Passage provided:
***

Syncing Asks
Backfilling - Introduction
Backfilling refers to the retrieval of historical asks data. This recursive process begins with an initial request sent to the asks API. With each response, you will receive a "continuation" token, which you append to your next request. This enables you to paginate through the results, moving forward in time with each request until you reach the asks data for the present day.
To get started an the checkout the example request below:
curl --request GET \
--url 'https://api.reservoir.tools/orders/asks/v5?includeDeleted=true&sortBy=updatedAt&sortDirection=asc&limit=1000' \
--header 'accept: */*' \
--header 'x-api-key: demo-api-key'
Parameter | Description |
---|---|
sortBy=updatedAt | This parameter orders the results by their updatedAt date |
sortDirection=asc | This parameter sorts the results in an ascending manner |
limit=1000 | This parameter increases the count of results to return |
status=active | This parameter ensures that only active orders are returned. E.g Not Expired/Cancelled |
When you receive a response, it should resemble the following structure:
{
"orders": [], //... array of orders data
"continuation": "" // Continuation token to paginate,
}
The continuation property in the response is key to this process. You append this value to your next query and send the request again. This returns the next set of asks/bids data. Continue this procedure of appending the continuation token and sending requests until a response comes back without a continuation token. The absence of a continuation token indicates that you've fetched all the available data up to the present moment, completing the backfilling process.
Backfilling - Advanced Optimizations
Optimizing Data Storage
Storing all of the asks can lead to substantial data volume, potentially resulting in high database costs. To alleviate this issue, you can implement client-side filtering using contracts to exclude irrelevant data. This can be achieved by using the contract ID parameter of the returned ask and then selectively storing the data based on whether you care for that particular contract or not.

***

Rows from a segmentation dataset
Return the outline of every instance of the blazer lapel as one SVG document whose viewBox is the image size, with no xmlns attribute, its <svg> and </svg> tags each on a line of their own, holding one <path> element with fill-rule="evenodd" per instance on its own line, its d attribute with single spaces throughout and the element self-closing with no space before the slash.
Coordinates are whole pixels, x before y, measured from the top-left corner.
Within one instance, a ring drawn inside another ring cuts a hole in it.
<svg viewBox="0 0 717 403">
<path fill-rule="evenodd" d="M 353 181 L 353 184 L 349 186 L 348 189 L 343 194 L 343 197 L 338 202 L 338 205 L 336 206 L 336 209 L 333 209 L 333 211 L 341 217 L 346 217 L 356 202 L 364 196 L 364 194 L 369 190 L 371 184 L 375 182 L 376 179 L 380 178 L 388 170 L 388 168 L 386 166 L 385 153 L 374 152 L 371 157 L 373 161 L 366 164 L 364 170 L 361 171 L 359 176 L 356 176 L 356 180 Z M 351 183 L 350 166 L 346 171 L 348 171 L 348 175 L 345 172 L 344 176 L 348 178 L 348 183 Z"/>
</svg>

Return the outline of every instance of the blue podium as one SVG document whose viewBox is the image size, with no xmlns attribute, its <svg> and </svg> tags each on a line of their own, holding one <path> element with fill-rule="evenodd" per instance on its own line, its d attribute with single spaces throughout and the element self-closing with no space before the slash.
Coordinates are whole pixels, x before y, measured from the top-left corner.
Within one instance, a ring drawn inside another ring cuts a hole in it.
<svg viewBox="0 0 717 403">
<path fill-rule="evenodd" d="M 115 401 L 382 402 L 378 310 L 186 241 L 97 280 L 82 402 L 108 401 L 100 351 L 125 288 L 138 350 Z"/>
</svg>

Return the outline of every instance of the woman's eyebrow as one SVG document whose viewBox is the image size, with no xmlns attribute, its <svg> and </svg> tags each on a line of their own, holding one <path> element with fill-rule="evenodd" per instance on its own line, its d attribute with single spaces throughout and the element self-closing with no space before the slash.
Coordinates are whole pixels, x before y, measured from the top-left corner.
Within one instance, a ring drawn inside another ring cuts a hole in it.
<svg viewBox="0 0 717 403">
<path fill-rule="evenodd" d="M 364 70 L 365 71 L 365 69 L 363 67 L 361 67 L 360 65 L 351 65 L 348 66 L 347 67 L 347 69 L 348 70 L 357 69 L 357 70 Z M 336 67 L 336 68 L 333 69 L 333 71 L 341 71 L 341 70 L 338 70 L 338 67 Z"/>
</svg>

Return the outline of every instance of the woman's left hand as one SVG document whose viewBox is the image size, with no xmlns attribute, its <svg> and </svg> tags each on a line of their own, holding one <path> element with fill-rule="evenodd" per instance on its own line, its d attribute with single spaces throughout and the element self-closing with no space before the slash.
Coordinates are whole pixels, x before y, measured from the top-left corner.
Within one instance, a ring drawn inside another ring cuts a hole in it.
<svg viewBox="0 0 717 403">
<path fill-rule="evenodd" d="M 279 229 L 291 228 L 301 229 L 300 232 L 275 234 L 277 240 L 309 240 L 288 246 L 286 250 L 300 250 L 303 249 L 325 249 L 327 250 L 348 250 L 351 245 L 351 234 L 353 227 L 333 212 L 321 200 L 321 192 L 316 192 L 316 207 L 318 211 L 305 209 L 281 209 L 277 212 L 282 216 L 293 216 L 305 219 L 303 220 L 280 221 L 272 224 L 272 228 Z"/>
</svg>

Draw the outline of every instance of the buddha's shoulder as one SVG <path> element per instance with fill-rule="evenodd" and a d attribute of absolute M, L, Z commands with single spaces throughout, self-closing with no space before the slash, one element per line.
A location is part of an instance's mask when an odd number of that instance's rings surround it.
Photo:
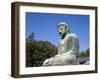
<path fill-rule="evenodd" d="M 67 34 L 67 38 L 78 38 L 75 33 L 69 33 Z"/>

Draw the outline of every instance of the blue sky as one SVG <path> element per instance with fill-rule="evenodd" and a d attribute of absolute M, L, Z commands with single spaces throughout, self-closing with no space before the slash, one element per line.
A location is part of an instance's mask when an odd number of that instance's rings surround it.
<path fill-rule="evenodd" d="M 51 14 L 26 12 L 26 37 L 34 32 L 36 40 L 58 44 L 60 38 L 57 25 L 66 22 L 70 32 L 79 37 L 80 50 L 89 48 L 89 15 Z"/>

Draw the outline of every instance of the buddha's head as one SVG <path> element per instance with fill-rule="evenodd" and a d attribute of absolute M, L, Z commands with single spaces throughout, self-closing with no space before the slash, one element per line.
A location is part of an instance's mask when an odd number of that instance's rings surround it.
<path fill-rule="evenodd" d="M 61 36 L 61 39 L 63 39 L 65 35 L 70 32 L 69 26 L 65 22 L 59 23 L 57 26 L 57 29 L 58 29 L 59 35 Z"/>

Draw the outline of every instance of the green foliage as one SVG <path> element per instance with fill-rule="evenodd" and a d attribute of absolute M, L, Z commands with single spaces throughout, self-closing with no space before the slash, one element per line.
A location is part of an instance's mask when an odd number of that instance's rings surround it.
<path fill-rule="evenodd" d="M 57 47 L 48 41 L 34 40 L 34 33 L 26 39 L 26 67 L 41 66 L 45 59 L 57 54 Z"/>

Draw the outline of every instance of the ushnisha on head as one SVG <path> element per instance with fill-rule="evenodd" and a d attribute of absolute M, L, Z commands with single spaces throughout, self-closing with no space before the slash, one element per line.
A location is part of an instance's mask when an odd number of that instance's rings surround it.
<path fill-rule="evenodd" d="M 69 25 L 65 22 L 61 22 L 57 26 L 59 35 L 61 36 L 61 39 L 65 37 L 66 34 L 70 33 Z"/>

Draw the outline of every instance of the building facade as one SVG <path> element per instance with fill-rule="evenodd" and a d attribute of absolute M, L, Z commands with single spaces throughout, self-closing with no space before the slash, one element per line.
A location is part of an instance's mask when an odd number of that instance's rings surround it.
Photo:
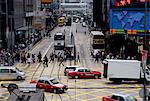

***

Tasks to complete:
a. According to the page on syncing asks, what signals that backfilling is complete?
b. Carry on the page on syncing asks, starting right after its final sentence.

Responses for each task:
a. A response that comes back without a continuation token.

b.
Parallel Data Processing
Reservoir's asks table contains an extensive number of records. Sequentially paginating through each request would entail a prolonged duration. To mitigate this, the Asks API introduces two supplementary query parameters: startTimestamp, endTimestamp.
The startTimestamp and endTimestamp parameters are designed to partition the data into smaller segments that can be processed concurrently by your system design. The Reservoir Sync Node, a TypeScript project, showcases the utilization of these parameters. It employs startTimestamp and endTimestamp to segregate data into monthly and daily intervals.
Prior to incorporating these parameters, you must layout how you will segment the data. For the sake of this guide, we'll partition the data into monthly sets (The Reservoir Sync Node illustrates data segmentation into both monthly and daily intervals). We'll be sending this request to the Asks API, however the logic is exactly the same for Orders.
Get started by executing an initial request without the startTimestamp and endTimestamp as shown below:
curl --request GET \
--url 'https://api.reservoir.tools/orders/asks/v5?status=active&sortBy=updatedAt&sortDirection=asc&limit=1000' \
--header 'accept: */*' \
--header 'x-api-key: demo-api-key'
From the returned asks array, your first task is to parse and store the updatedAt property of the final ask in the array. This updatedAt property is an ISO date which will be transformed into a UNIX timestamp. This timestamp then serves as the reference point/start point of when the data should be returned from.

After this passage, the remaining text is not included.